▶ Data supplied:

⁂

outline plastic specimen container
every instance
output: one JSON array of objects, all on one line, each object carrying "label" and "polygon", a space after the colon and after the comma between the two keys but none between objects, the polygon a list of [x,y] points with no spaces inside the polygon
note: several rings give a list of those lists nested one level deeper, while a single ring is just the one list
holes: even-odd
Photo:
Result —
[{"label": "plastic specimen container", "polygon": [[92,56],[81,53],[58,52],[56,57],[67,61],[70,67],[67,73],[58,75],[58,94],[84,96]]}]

⁂

▶ Exercise description: Rewrite the listing with "every instance" changed to "all instances" and everything else left as it is.

▶ Exercise result:
outline plastic specimen container
all instances
output: one JSON array of objects, all on one line, each object carrying "label" and "polygon", a space after the colon and after the comma between the two keys but none between objects, the polygon a list of [x,y] points with no spaces inside the polygon
note: several rings give a list of those lists nested one level deeper, while a single ring is just the one list
holes: even-odd
Photo:
Result —
[{"label": "plastic specimen container", "polygon": [[92,56],[81,53],[58,52],[56,57],[67,61],[70,67],[67,73],[58,75],[58,94],[84,96]]}]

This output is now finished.